Written task 1: Show every line of the records below that contains the string "tree", with case counting.

Text segment:
__________
Supreme Court Ruling in Alice v. CLS Bank Continues Framework for Patent Eligibility Set Forth in Mayo v. Prometheus

June 19, 2014

BY BRUCE M. WEXLER, ERIC W. DITTMANN, & MAX H. YUSEM

Today’s unanimous Supreme Court ruling in Alice Corp. v. CLS Bank Int’l, No. 13-298 (June 19, 2014), invalidating the claims at issue as patent-ineligible continues the framework for analyzing patent eligibility set forth in Mayo Collaborative Services v. Prometheus Laboratories, Inc., 132 S. Ct. 1289 (2012). Read the Supreme Court decision here and our prior analysis of the Federal Circuit opinion here.  The Court reaffirmed that ideas alone are patent-ineligible, just as laws of nature were ineligible in Mayo, and that patent law requires the “application” of an idea.  The Court discussed the concept in terms of an inventive “transformation” of a claimed idea or principle into patent-eligible subject matter.  The Court also confirmed that the mere recitation of some structure in a patent claim does not render the claim per se eligible.  The inquiry must run deeper than that.  Below, we discuss the opinion and provide practical guidance for understanding and applying it.  We also observe that Chief Judge Archer’s dissent in In re Alappat, written some 20 years ago, is now the rule of law in this area.
__________
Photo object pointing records

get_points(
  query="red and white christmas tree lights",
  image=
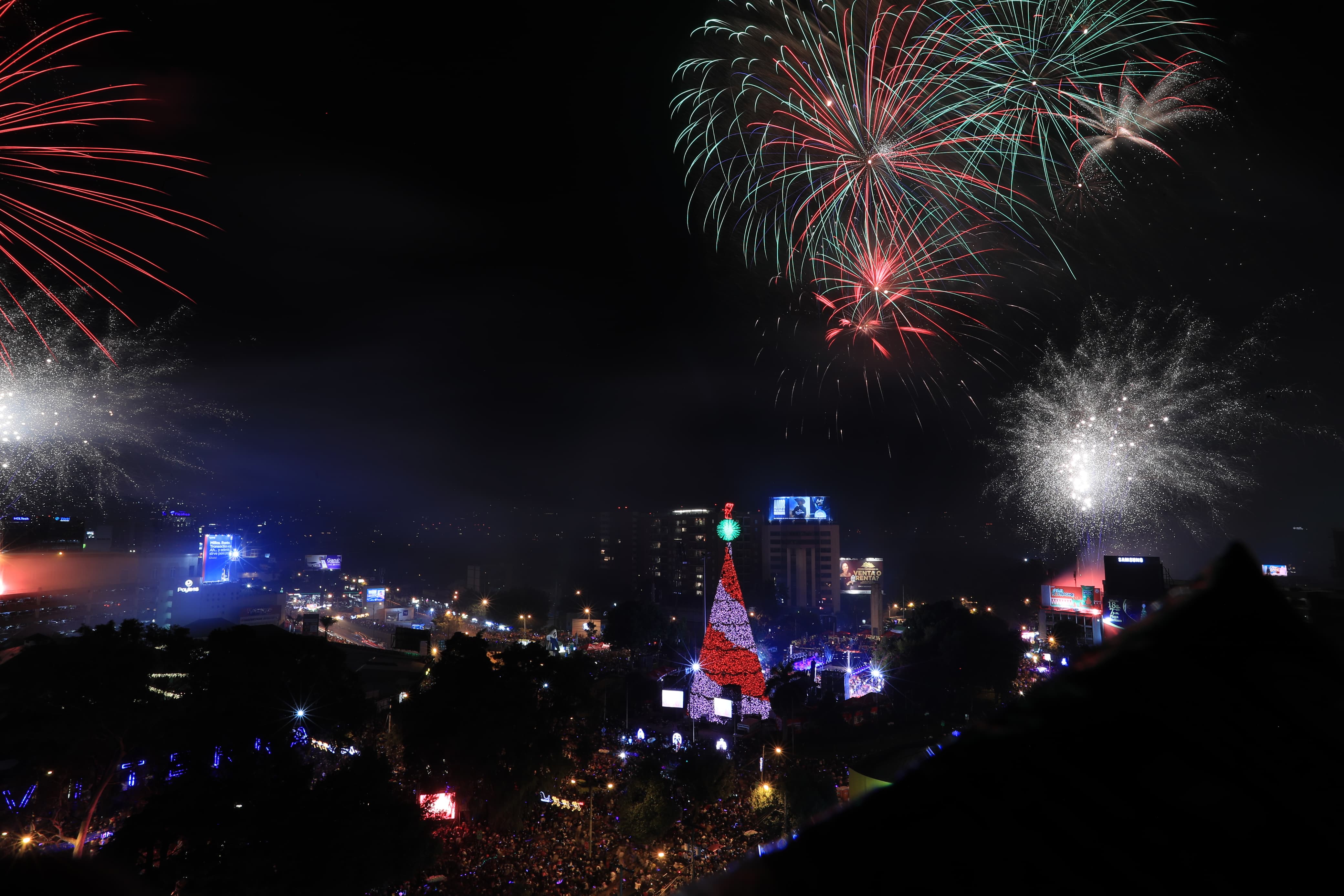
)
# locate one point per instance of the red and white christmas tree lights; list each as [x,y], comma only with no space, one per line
[728,655]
__________
Written task 2: List the authors named in the byline of the article above on the Alice v. CLS Bank ruling.

Result 1:
  query="red and white christmas tree lights",
# locate one point per instance of the red and white christmas tree lights; list each as [x,y], comma only with no space, one per line

Result 2:
BRUCE M. WEXLER
ERIC W. DITTMANN
MAX H. YUSEM